DATA RECORDS Start Marker

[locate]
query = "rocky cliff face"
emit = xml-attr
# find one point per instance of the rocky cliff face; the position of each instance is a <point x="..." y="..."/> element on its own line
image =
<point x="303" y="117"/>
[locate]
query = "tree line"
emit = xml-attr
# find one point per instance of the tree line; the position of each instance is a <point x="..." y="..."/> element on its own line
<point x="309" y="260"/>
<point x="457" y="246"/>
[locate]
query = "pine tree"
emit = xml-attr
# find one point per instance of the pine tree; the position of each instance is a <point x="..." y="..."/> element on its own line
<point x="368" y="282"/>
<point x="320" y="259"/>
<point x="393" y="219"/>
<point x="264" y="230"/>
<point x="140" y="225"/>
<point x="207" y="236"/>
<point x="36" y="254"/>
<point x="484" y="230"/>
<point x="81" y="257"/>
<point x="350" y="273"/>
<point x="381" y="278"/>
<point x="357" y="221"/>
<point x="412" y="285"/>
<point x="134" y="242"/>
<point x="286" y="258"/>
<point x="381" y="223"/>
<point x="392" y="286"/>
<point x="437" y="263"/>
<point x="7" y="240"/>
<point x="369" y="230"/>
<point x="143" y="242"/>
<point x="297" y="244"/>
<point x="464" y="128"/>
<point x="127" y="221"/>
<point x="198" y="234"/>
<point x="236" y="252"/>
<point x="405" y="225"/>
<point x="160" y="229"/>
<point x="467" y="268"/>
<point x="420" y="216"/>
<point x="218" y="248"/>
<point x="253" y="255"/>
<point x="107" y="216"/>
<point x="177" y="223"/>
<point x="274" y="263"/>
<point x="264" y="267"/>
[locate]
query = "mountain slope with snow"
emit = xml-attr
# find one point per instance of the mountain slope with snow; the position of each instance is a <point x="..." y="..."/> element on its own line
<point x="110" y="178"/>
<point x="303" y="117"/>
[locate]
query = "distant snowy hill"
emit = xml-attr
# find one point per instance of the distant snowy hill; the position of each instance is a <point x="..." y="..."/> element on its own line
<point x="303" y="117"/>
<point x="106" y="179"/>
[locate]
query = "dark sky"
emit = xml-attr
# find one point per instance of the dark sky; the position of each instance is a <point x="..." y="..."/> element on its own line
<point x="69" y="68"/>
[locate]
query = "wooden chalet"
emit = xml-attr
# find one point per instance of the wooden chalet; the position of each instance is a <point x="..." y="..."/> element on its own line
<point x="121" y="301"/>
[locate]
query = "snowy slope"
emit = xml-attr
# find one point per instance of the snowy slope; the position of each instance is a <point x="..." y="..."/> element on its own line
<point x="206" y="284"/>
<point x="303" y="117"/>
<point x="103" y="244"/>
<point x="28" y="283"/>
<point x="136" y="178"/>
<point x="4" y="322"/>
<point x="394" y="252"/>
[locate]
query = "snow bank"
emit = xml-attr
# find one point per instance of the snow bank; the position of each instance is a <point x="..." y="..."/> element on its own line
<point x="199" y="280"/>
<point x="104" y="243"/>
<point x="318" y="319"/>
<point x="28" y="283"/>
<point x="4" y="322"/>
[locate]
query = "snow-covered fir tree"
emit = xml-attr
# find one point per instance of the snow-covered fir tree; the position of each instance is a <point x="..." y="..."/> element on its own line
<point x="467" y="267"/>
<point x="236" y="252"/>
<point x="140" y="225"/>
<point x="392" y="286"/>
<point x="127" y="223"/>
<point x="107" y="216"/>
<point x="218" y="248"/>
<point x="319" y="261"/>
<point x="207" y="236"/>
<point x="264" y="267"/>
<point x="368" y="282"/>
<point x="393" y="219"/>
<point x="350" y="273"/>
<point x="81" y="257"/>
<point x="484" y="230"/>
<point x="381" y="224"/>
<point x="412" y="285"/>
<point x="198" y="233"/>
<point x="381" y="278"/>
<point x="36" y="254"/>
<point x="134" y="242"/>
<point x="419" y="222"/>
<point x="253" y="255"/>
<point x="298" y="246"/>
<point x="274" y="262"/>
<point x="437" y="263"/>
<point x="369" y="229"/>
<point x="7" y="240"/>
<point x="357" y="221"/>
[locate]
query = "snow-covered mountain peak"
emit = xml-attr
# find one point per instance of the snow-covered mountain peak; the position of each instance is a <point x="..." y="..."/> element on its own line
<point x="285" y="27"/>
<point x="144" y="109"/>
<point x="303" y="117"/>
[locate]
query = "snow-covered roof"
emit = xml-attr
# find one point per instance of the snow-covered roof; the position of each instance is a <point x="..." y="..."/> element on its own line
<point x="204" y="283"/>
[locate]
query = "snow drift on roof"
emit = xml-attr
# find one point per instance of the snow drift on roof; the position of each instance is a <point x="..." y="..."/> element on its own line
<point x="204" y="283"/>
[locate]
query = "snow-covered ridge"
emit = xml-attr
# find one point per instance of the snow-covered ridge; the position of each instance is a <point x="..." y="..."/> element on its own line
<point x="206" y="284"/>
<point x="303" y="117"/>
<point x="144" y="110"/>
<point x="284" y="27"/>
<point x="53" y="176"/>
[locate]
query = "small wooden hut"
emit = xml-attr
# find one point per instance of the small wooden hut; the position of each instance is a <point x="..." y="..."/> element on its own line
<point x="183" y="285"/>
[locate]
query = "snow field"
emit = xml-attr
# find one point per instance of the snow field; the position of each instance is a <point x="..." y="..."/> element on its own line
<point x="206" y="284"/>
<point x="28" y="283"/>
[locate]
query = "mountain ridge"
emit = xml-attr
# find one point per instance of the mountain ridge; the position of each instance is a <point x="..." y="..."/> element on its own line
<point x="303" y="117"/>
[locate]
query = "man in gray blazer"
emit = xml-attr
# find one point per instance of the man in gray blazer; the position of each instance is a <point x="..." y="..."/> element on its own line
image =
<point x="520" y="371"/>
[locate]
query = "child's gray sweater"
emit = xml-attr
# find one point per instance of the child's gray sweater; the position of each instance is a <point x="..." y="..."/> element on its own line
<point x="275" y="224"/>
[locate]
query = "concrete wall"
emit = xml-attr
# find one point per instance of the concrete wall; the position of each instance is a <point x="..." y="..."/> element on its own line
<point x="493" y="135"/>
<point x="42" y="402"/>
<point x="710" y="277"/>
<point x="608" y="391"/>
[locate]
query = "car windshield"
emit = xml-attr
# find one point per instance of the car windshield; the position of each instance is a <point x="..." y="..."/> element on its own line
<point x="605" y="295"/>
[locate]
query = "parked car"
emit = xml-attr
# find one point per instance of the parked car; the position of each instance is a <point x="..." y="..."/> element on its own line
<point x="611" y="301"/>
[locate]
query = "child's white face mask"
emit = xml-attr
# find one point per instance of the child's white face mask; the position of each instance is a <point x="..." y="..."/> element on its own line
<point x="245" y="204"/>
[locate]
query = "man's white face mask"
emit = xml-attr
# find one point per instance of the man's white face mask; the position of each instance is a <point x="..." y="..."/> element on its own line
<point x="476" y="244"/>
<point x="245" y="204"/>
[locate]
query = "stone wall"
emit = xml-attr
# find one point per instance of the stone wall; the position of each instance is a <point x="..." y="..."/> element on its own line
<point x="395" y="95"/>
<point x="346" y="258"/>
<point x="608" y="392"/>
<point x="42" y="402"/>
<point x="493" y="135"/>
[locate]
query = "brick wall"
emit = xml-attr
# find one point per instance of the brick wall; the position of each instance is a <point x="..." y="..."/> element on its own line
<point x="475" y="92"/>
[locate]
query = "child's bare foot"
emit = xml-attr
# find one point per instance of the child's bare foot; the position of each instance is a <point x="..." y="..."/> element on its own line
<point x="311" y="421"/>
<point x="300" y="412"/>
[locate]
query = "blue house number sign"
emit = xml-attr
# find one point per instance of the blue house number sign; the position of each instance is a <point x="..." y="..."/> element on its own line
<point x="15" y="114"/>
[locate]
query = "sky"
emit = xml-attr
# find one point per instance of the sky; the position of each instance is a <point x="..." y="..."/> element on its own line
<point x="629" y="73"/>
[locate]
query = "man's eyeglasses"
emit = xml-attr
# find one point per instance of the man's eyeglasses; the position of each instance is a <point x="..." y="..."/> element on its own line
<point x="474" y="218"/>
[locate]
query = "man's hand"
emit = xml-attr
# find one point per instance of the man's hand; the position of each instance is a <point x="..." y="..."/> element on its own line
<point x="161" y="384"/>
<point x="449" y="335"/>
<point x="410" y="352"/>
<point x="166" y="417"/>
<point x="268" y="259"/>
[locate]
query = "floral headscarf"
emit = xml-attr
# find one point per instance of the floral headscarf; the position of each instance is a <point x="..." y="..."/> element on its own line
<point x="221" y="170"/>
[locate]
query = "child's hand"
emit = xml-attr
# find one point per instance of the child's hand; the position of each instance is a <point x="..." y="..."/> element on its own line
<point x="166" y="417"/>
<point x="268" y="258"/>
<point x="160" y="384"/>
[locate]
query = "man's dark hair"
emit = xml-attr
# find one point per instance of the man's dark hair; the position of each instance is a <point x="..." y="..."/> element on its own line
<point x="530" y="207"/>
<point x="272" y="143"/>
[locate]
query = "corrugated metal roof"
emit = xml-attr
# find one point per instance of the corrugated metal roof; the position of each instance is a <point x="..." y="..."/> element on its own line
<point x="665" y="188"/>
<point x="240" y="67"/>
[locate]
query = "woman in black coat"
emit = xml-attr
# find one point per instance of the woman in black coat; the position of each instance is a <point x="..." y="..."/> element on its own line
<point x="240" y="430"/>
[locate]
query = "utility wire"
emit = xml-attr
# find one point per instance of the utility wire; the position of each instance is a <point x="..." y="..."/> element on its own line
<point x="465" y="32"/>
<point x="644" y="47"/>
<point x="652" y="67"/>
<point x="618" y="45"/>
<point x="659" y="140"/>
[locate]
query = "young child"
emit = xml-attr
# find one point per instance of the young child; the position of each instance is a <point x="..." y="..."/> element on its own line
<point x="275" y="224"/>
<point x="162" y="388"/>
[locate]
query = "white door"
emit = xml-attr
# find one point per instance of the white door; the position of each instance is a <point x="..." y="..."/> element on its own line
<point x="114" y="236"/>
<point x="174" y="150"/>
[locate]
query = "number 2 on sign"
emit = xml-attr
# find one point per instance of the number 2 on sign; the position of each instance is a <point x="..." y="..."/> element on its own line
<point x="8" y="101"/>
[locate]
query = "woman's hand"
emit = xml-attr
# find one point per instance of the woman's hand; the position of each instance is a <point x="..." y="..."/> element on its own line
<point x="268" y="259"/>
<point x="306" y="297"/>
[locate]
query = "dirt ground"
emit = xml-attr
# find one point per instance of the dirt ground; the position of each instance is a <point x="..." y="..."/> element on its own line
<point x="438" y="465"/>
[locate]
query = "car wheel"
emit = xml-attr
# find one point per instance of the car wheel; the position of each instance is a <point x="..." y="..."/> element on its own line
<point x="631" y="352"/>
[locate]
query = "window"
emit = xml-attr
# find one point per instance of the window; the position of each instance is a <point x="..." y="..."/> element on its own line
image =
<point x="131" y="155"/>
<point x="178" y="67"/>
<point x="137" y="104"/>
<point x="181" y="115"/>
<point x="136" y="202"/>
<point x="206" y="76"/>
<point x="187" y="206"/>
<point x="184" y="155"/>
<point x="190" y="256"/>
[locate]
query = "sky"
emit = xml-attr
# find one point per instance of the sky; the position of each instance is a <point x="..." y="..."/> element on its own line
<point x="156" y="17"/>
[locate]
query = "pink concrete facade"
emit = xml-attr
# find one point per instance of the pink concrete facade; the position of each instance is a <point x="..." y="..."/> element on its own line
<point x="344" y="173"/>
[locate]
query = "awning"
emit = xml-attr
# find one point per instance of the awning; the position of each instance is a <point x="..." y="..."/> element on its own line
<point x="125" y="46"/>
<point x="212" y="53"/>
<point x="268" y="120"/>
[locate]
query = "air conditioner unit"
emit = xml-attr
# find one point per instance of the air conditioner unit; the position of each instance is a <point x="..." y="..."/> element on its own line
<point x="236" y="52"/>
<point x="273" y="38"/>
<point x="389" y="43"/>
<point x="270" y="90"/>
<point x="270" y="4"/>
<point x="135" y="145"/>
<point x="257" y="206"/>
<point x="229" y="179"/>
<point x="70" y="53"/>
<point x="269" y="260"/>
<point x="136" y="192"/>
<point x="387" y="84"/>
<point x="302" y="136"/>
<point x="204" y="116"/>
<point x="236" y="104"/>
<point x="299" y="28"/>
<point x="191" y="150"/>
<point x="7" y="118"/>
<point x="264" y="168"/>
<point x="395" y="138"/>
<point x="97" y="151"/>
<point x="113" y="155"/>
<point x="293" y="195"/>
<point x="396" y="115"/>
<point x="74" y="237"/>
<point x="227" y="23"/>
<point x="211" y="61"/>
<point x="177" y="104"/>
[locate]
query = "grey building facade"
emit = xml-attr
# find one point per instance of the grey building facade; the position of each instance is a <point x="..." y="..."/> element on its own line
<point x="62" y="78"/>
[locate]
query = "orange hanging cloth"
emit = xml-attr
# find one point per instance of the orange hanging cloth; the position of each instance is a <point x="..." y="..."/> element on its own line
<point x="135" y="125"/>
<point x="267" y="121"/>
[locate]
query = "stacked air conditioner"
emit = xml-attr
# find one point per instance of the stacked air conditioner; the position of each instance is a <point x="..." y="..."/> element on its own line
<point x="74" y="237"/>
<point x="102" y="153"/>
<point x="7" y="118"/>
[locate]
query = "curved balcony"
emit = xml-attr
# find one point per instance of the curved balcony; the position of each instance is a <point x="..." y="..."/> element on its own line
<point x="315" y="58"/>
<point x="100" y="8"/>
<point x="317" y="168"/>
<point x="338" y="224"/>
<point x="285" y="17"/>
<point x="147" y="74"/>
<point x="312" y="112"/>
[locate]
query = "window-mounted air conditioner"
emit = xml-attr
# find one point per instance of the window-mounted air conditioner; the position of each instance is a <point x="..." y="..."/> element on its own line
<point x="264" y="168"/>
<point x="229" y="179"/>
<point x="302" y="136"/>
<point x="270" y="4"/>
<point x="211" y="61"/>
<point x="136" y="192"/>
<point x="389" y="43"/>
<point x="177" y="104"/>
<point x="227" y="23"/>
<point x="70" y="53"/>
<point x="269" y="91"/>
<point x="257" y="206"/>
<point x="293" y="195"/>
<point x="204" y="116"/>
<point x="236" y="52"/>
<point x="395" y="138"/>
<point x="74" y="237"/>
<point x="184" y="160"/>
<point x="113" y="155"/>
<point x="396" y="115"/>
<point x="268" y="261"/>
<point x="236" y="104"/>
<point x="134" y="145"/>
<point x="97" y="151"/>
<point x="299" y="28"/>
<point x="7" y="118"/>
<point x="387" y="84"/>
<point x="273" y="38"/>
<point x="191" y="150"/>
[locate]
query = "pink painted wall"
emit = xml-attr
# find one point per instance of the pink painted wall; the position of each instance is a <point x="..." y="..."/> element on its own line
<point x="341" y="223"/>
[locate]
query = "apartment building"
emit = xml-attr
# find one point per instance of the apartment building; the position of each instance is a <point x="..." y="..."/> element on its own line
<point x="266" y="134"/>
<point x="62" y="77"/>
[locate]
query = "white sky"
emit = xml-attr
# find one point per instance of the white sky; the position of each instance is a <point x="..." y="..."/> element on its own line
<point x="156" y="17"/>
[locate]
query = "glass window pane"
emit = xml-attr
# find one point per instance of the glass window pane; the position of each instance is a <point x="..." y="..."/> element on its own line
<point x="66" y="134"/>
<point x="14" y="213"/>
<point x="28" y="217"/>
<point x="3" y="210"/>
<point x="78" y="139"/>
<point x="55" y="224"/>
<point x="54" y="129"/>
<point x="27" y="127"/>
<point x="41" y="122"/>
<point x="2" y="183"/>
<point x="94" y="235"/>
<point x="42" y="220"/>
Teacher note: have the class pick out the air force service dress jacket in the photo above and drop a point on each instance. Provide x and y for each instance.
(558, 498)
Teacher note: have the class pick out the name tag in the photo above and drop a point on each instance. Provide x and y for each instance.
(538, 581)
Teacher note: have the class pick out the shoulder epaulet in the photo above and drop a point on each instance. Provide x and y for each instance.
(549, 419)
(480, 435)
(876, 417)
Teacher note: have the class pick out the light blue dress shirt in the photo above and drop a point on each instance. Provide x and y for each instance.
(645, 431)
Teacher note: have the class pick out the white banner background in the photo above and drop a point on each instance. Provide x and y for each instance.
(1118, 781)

DATA RECORDS End Marker

- TASK TO CARRY OUT
For the material above, count the lines where the string "rocky" appears and reply with the count only.

- YOUR RESPONSE
2